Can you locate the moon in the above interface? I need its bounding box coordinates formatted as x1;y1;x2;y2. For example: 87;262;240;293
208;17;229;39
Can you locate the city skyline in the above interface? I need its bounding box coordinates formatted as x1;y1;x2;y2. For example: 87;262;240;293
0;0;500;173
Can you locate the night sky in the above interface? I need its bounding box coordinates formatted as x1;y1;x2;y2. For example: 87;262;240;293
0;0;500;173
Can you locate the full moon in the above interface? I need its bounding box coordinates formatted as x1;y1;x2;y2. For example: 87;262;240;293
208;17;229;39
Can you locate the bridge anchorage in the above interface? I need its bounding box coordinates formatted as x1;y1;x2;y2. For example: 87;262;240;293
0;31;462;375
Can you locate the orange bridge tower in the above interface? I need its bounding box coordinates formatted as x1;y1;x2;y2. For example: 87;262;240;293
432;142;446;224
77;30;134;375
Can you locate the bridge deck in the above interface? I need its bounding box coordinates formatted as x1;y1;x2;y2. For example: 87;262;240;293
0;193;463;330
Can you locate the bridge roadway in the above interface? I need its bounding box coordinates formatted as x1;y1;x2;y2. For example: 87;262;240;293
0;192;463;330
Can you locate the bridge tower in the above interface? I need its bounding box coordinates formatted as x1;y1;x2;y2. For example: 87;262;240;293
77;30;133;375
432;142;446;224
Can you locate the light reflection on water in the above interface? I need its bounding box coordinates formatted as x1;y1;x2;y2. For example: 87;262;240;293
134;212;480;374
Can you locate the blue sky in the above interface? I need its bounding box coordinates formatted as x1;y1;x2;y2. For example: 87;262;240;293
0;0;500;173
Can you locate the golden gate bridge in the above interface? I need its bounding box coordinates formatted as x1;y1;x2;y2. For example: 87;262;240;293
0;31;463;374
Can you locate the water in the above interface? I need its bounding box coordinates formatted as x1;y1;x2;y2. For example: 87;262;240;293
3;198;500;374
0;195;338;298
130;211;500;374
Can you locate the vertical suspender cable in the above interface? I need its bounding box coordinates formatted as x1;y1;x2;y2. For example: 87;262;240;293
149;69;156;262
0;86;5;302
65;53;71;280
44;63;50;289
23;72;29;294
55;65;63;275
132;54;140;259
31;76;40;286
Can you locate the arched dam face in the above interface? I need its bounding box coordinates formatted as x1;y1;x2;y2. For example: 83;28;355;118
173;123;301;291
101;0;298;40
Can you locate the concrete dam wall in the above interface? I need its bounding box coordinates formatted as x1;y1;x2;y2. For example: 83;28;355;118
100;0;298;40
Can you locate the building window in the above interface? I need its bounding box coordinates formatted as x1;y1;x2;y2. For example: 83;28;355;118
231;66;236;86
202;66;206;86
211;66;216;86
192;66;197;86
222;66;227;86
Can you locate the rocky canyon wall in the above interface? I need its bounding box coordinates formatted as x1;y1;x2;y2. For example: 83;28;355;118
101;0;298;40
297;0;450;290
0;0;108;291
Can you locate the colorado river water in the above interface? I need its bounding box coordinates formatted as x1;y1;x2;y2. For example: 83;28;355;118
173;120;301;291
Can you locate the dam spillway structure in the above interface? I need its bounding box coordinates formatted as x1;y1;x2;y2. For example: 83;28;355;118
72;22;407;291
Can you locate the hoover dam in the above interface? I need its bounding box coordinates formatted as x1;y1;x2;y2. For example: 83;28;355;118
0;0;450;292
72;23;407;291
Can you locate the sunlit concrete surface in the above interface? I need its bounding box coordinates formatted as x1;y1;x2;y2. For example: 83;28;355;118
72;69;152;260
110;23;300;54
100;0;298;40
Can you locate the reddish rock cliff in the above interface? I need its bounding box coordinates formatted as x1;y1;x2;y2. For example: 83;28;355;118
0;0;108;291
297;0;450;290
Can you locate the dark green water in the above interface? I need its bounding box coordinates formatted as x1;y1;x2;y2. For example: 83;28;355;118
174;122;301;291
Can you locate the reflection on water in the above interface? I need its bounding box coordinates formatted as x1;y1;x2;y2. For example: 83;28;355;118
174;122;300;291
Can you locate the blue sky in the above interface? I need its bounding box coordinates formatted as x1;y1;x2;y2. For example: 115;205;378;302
· · · · · · ·
▸ **Task statement**
Copy out the whole listing exactly as written.

▸ **In response**
Can you locate the moon in the above interface? I need its bounding box coordinates formatted as x1;y1;x2;y2. For example: 87;262;240;293
208;17;229;39
Can you locate the city skyline in the above interface? I need its bounding box coordinates formatted as x1;y1;x2;y2. For example: 87;262;240;293
0;0;500;173
Can you locate the night sky in the above interface? I need its bounding box coordinates formatted as x1;y1;x2;y2. For example: 87;262;240;293
0;0;500;173
Can you locate the full moon in the above interface? I need its bounding box coordinates formatted as x1;y1;x2;y2. For example: 87;262;240;293
208;17;229;39
Can you locate the bridge anchorage in the above interface? I need its bounding box coordinates formatted as x1;y1;x2;y2. For example: 87;262;240;293
0;31;462;375
Can you locate the orange bridge tower in the above interface? I need its bounding box coordinates formatted as x1;y1;x2;y2. For example: 87;262;240;293
432;142;446;224
77;30;134;375
Can you locate the bridge deck in the above interface? I need its bounding box coordinates formatted as x1;y1;x2;y2. For example: 87;262;240;293
0;193;463;330
Can you locate the bridge roadway in the above interface? I need its bounding box coordinates formatted as x1;y1;x2;y2. For example: 87;262;240;293
0;192;463;330
Can you locate the bridge tower in the above interface? I need its bounding box coordinates formatted as x1;y1;x2;y2. For example: 87;262;240;293
77;30;133;375
432;142;446;224
Can you locate the light reflection on water in the above interface? I need its bounding box coordinates formatted as x1;y1;x2;y2. For example: 87;262;240;293
134;212;480;374
Can you locate the blue sky in the above interface? I need its bounding box coordinates formatted as x1;y1;x2;y2. For example: 87;262;240;293
0;0;500;173
Can you locate the golden gate bridge in the above interface? I need its bounding box coordinates formatted as x1;y1;x2;y2. For example: 87;262;240;293
0;31;463;374
Can you locate the water in the above interface? I need its bounding box coordinates formatted as x1;y1;x2;y2. For example: 87;262;240;293
3;198;500;374
0;195;338;298
130;211;500;374
Can you locate the vertical suspender cable in the above interface? I need its bounding box coordinates formatted as x1;y1;x2;y2. For example: 87;262;240;293
149;69;156;262
0;86;5;302
65;53;71;280
44;63;50;289
23;72;29;294
55;65;63;275
132;54;140;259
31;76;40;286
Can you locate the arched dam face in the above interface? I need its bounding box coordinates formatted as x1;y1;x2;y2. For example: 83;28;355;118
173;123;301;291
101;0;298;40
Can you locate the concrete dam wall in the above interface? I need its bounding box coordinates formatted as x1;y1;x2;y2. For example: 83;28;355;118
100;0;298;40
Can you locate the building window in the above interface? I need its bounding box coordinates formatted as x1;y1;x2;y2. For example: 83;28;355;118
231;66;236;86
202;66;206;86
211;66;216;86
192;66;197;86
222;66;227;86
Can you locate the rocky canyon wall in the above interface? I need its bounding box coordinates formatted as x1;y1;x2;y2. For example: 83;28;355;118
101;0;298;40
297;0;450;290
0;0;108;291
Can you locate the colorado river water in the above interface? I need its bounding box coordinates formatted as x1;y1;x2;y2. For example: 83;28;355;118
173;120;301;291
Can you locate the dam spillway structure in the above interface? I need its bounding box coordinates formatted as x1;y1;x2;y2. For example: 83;28;355;118
72;22;407;291
Can you locate the hoover dam in the above interface? I need its bounding box coordinates formatted as x1;y1;x2;y2. For example: 83;28;355;118
0;0;450;292
72;23;407;291
Can you locate the sunlit concrete surface in the above interface? I need its bounding box coordinates formatted as x1;y1;x2;y2. For example: 83;28;355;118
72;69;152;260
110;23;300;54
100;0;298;40
Can you locate the reddish rock cliff in the above interface? I need its bounding box coordinates formatted as x1;y1;x2;y2. For example: 83;28;355;118
0;0;108;291
297;0;450;290
Can you locate the dark green water in the above interface? I need its bounding box coordinates formatted as x1;y1;x2;y2. For example: 83;28;355;118
174;122;301;291
Can you locate the reflection on water in the above interface? I need its bounding box coordinates formatted as x1;y1;x2;y2. For example: 83;28;355;118
174;122;300;291
Can you locate the blue sky in the above interface? I need its bounding box coordinates formatted as x1;y1;x2;y2. For example: 115;205;378;302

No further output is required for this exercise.